By comparison, the Eighth Route Army's own casualties were over 600. This exchange ratio (approximately 1:2) was already extraordinarily impressive in the context of the anti-Japanese war at that time. To put it in perspective, the Nationalist Party's exchange ratios with the Japanese on the main front were often 1:3 or even 1:4 or worse.

But more important than the numbers was the psychological impact:

For the Chinese people: This was the first annihilation battle fought by Chinese forces since the start of the war, shattering the myth of Japanese invincibility. Domestic newspapers published extensive coverage, and the entire nation was inspired. Mao Zedong sent a congratulatory telegram from Yan'an: "The Battle of Pingxingguan, commanded by General Lin Biao, is our first major victory, opening a breach in the myth of Japanese invincibility in this war."

For the Japanese: Itagaki's 5th Division was the elite of Japanese forces, claiming to be the "unbeatable army." After the Battle of Pingxingguan, the Japanese military first realized that China's forces included troops capable of fighting them head-on. Although Japanese domestic newspapers attempted to downplay the incident, the shock within the military establishment was significant.

For the international community: International media extensively covered the Battle of Pingxingguan. The British Times and the American New York Times both called it "an important victory in China's war of resistance." International outlook on China's prospects in the anti-Japanese war became correspondingly more optimistic.

Lin Biao's Military Talent: Tactical Expertise Demonstrated at Pingxingguan

The Battle of Pingxingguan made the thirty-year-old Lin Biao famous overnight. This campaign embodied three major qualities of him as a military commander:

First, precise terrain judgment. Lin Biao graduated from the fourth class of the Whampoa Military Academy and participated in the Northern Expedition, the Nanchang Uprising, and the Jinggang Mountain Struggle. His sensitivity to terrain bordered on genius. When he first surveyed the Pingxingguan area, he could immediately recognize that Qiaotan Gorge was the ideal ambush location. This intuition about terrain is one of the most precious qualities a military commander can possess.

Second, meticulous planning and iron-clad discipline. The success of the Pingxingguan ambush lay not only in site selection but also in execution. The secret maneuvering of the entire 115th Division of over 10,000 troops, three days and three nights of concealment, and the precise timing of opening fire down to the minute—all reflected Lin Biao's extremely high demands for troop discipline. He personally inspected every company's defensive positions and personally confirmed each mortar's firing positions.

Region annotation data:

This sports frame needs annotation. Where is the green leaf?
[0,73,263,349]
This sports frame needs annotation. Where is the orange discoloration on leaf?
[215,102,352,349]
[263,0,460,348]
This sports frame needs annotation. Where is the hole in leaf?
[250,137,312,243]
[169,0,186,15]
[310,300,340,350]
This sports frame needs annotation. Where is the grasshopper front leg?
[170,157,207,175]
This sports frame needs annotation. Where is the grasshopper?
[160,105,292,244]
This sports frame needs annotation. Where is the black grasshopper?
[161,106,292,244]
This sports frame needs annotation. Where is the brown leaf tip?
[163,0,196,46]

==

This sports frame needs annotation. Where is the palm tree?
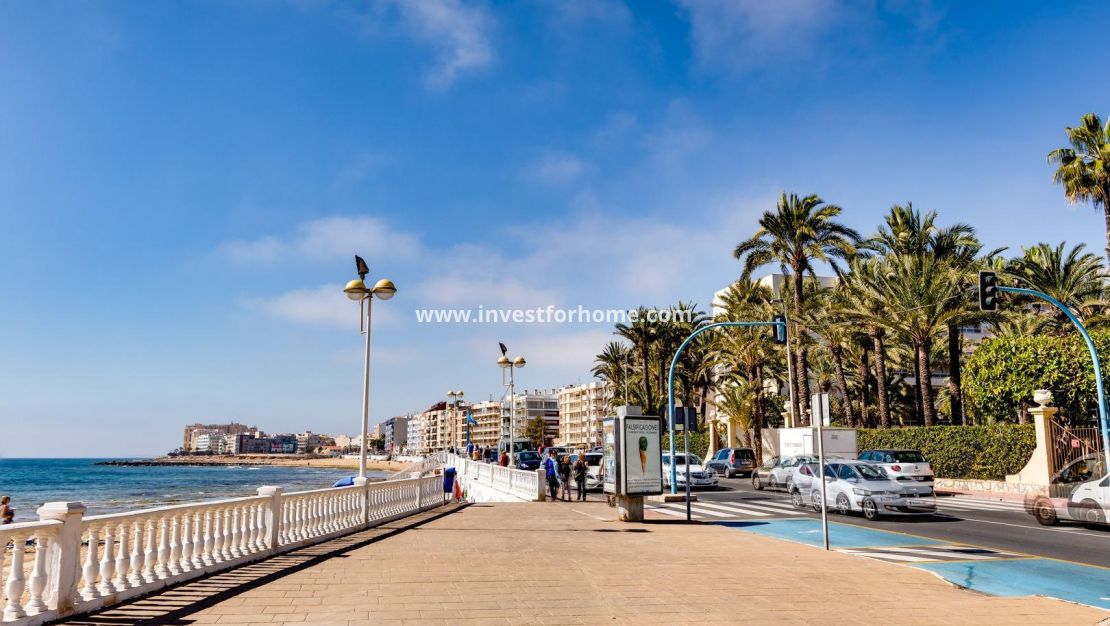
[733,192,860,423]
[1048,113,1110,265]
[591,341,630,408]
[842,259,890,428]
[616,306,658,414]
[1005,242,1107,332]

[Requests]
A. In the Battle of Pingxingguan text, which two newspapers called the battle "an important victory in China's war of resistance"?
B. Pick up the Battle of Pingxingguan text after its last sentence and continue it.

[Per-task outputs]
A. The British Times and the American New York Times.

B.
Third, calm and decisive on-field command. During the battle, the Japanese organized counterattacks at one point, and some Eighth Route Army commanders wanted to commit reserve forces. Lin Biao calmly analyzed: "The Japanese are already trapped like fish in a barrel. Committing more troops would only crowd the area and prevent deployment. Continue according to the original plan." Events proved this judgment correct.

Lin Biao was not talkative when commanding troops; he rarely spoke ordinarily and seldom made long speeches in meetings. But every decision he made in battle was precise, cold, and efficient. This style later became known as the "Lin Biao method of warfare." Beginning with Pingxingguan, his name became inseparably linked with a series of classic campaigns—the Liaoshen Campaign, the Pingjin Campaign, the Hengbao Campaign, the liberation of Hainan Island. Lin Biao became one of the generals with the greatest accomplishments in the War of Liberation.

Historical Significance Beyond the Campaign

The significance of the Battle of Pingxingguan extended at least three layers beyond the battle itself.

First layer, establishing the Eighth Route Army's status in the war of resistance. Before this, the Eighth Route Army had only recently been reorganized, and both the Nationalists and international society held doubts about its combat effectiveness. The Battle of Pingxingguan made the Eighth Route Army instantly famous and established its status as a "regular anti-Japanese armed force." From that point on, Chiang Kai-shek could no longer arbitrarily deny the role of the Communist armed forces, and Britain and America began to take the Eighth Route Army seriously.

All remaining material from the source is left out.